> [BRANO PROPOSTO]

------------------------------------------------------------

Una delle cose che colpisce leggendo la tua biografia è l'elemento multidisciplinare della tua carriera artistica: hai lavorato per la televisione, per il teatro e per la radio. Fra l'altro hai cominciato proprio con quest'ultima, nella stagione delle radio libere degli anni '70.
Sì, tieni conto che l'idea di trasmettere in radio era il mio sogno fin dai dodici anni. Mi avevano regalato un apparecchio radiofonico e avevo scoperto che la sera si potevano sentire le onde medie delle trasmissioni da stazioni più lontane, dato che la notte le frequenze viaggiano meglio. Ho cominciato quindi molto presto ad ascoltare Radio Lussemburgo che proprio la notte passava delle cose estremamente interessanti, jazz, folk, ecc. Con questi ascolti sono cresciuto non solo conoscendo un sacco di musica che non potevi trovare facilmente su disco, ma anche con il tarlo di voler diventare da grande uno speaker radiofonico. Fatalità, come sai nella metà degli anni '70 in Italia sono nate le prime radio libere con tutto il movimento politico connesso e io sono saltato subito sul carro e, caso molto fortunato, ho cominciato presto in radio che avevano un bel seguito. Facendo programmi serali potevo quindi mettere delle cose particolari ma come immaginerai reperire materiale nei negozi era un'impresa disperata. Alle volte toccava comperare a scatola chiusa nella speranza che ti andasse bene, non te lo nascondo! Questa attività è andata avanti per un po' di anni ma come sai in Italia le leggi spesso cambiano modificando il corso delle cose, per cui negli anni '80 si è capito presto che trasmettere in radio non sarebbe mai stata più una professione, se non per pochi eletti, per cui sono passato ad interessarmi al teatro. Considera poi che ascoltare musicisti contemporanei come Ligeti o Penderecki mi aveva completamente sbarellato e avrei rischiato di passare in radio cose un pochino troppo pesanti per gli standard di allora, anche se per diversi anni ho continuato a trasmettere ma non più con l'intensità di prima. Così ho cominciato a dedicarmi alla composizione per il teatro e poi pian piano anche per documentari, ho lavorato anche per la Rai... È stato un momento molto bello della mia vita.

------------------------------------------------------------

> [MATERIALE FORNITO]
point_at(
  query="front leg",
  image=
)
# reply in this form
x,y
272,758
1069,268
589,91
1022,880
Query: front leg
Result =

------------------------------------------------------------

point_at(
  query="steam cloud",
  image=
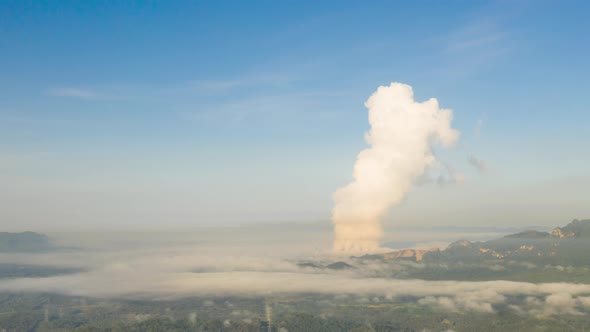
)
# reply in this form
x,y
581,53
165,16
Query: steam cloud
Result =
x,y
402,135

------------------------------------------------------------

> [PROBLEMA PROPOSTO] Riprendi l'intervista sulla carriera tra radio e teatro e proseguila a partire dall'ultima frase riportata.

> [RISPOSTA AL COMPITO]
Tu hai una formazione musicale tradizionale?
No, completamente autodidatta in ogni cosa che so fare. Non riesco a stare seduto ad un tavolo e a studiare, sono un vagabondo nell'approcciarmi alle cose. Mia moglie mi definisce un “orso di bosco”.

Come sei arrivato al tuo primo disco, “Wind”?
Scrivere musica per altri aveva fatto crescere in me la voglia di scrivere un album tutto mio. Negli anni '80 dedicarsi ad un album in proprio era davvero una sfida epocale, se pensiamo ai giorni nostri. Si è trattato davvero di una conquista ardua.

Ti meraviglia il fatto che sia diventato un disco di culto tra gli appassionati del genere?
Io lo dico sempre, per me è immeritato, nel senso che io avevo in gioventù questa voglia di fare un disco tutto mio ma senza nessuna velleità, senza nessuna idea di proseguire... Siccome mi avevano regalato un piccolo sintetizzatore usato ma in ottime condizioni, mi ero cimentato nel suonarlo scoprendo un mondo molto personale, per cui “Wind” è il risultato di questi esperimenti. Mi viene da dire quindi che sia più onesto che bello. Però anche quando è uscito ha suscitato interesse, nonostante la prima edizione fosse libera, nel senso che io non ho venduto una singola copia: lo regalavo agli amici e a chi me lo chiedeva. Pensa che mi scrivevano o suonavano il campanello di casa mia per avere una copia! È stato un momento molto bello che si è poi diradato nel tempo. Questa seconda edizione io l'ho voluta perché ho visto i prezzi del disco usato e li ho trovati personalmente indecenti, quindi ho trovato il modo giusto di ripubblicarlo con un distributore che mi garantisse, senza esagerare, una distribuzione sufficientemente ampia.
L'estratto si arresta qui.